### WHAT YOU SHOULD DO
Decide whether each statement below agrees with the passage about dying patients' dreams, answering yes or no and quoting the deciding words. (a) Frank was admitted with severe congestive heart failure. (b) At 95, Frank was no longer aware of his surroundings. (c) Uncle Harry had been dead for 64 years.

### TEXT PASSAGE
----
Dr. Christopher Kerr, Chief Medical Officer and Chief Executive Officer for Hospice & Palliative
Care Buffalo, writes of dying patients having dreams of renewing friendships with deceased friends and relatives:
"Frank had been admitted to the Hospice Inpatient Unit with severe congestive heart failure. At 95, he was still completely aware of his surroundings and loved a good conversation. He had collected encyclopedic bits of baseball lore the way others do treasured objects and could talk the game like no one else. Yet, despite his recall and engagement, when Frank closed his eyes to rest, his room became crowded with dead relatives. One of them was Uncle Harry who had been dead for 46 years and who 'wouldn’t shut up'. This was a recurring phenomenon I now knew better than to mistake for the manifestation of a broken mind.
----
### GIVEN INFORMATION
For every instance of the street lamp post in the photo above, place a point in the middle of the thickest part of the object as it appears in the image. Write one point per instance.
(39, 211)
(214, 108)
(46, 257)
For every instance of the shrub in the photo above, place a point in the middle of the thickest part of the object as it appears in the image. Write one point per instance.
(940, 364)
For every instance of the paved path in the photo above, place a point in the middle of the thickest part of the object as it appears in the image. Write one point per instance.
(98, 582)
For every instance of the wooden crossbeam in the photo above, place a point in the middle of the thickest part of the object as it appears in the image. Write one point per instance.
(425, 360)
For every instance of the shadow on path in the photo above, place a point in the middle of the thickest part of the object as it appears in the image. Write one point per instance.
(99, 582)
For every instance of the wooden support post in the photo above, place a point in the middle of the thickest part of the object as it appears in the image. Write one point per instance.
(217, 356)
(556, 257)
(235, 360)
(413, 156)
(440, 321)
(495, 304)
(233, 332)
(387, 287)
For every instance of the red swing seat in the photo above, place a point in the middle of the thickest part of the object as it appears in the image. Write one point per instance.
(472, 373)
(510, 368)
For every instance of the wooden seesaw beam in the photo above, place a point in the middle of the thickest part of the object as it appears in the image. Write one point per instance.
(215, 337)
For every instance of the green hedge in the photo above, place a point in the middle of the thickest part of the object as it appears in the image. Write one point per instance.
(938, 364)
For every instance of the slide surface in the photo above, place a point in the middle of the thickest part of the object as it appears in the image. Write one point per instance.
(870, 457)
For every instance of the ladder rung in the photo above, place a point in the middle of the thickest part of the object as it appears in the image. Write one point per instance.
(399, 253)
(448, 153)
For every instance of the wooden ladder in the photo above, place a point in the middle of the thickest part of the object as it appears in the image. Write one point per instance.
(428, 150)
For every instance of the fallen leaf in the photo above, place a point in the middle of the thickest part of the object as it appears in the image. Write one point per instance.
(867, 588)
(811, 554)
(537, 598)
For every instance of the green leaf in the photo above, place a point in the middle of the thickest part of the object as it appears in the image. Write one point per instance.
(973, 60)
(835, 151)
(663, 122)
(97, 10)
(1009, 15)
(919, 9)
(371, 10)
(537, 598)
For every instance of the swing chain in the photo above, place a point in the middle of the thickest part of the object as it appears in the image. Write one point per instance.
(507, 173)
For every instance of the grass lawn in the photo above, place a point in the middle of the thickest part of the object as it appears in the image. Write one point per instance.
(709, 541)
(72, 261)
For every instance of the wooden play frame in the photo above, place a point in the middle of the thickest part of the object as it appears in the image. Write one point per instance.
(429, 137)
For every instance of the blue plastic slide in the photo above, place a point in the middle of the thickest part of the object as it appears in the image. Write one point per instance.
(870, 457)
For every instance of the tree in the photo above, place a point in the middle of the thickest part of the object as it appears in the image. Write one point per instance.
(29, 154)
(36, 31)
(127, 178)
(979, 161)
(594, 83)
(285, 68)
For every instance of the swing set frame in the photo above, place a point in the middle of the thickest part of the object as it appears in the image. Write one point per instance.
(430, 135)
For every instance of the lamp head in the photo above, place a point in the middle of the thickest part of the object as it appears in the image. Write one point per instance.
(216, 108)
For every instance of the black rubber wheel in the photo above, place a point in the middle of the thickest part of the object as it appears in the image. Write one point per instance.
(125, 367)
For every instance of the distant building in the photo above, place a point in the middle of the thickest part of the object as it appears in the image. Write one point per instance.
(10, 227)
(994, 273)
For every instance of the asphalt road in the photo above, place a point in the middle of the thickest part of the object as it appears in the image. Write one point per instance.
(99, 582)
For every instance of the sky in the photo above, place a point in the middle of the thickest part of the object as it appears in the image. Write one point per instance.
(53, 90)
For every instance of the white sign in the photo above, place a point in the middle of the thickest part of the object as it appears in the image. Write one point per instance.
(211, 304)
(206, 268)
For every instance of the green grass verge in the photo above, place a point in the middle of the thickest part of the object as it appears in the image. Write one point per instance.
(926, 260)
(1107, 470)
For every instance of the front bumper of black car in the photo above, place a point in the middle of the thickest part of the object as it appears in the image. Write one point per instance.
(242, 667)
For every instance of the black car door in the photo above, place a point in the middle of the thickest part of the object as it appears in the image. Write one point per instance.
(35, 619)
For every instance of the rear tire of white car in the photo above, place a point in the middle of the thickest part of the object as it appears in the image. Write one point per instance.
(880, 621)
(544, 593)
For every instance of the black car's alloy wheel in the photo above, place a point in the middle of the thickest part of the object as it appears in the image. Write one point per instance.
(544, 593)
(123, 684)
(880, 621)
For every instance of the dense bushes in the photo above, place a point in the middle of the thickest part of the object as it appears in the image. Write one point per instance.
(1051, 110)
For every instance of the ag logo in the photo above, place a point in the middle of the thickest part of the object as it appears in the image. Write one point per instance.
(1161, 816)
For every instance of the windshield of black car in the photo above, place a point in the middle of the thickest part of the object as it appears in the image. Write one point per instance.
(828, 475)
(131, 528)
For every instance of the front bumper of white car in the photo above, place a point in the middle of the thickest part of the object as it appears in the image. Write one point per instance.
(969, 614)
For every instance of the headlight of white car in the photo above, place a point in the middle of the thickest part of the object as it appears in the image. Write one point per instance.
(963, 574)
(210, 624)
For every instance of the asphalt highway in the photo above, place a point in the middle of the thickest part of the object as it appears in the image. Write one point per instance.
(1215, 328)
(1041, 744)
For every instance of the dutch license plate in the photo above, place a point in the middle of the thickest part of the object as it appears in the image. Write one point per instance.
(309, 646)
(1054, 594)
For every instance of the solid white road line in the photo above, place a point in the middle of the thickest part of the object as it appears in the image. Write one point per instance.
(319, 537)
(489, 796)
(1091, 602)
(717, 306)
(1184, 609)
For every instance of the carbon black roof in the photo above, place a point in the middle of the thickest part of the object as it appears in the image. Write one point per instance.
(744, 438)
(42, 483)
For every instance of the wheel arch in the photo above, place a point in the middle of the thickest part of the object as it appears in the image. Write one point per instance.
----
### ANSWER SECTION
(a) Yes: "admitted to the Hospice Inpatient Unit with severe congestive heart failure"
(b) No: "he was still completely aware of his surroundings"
(c) No: "who had been dead for 46 years"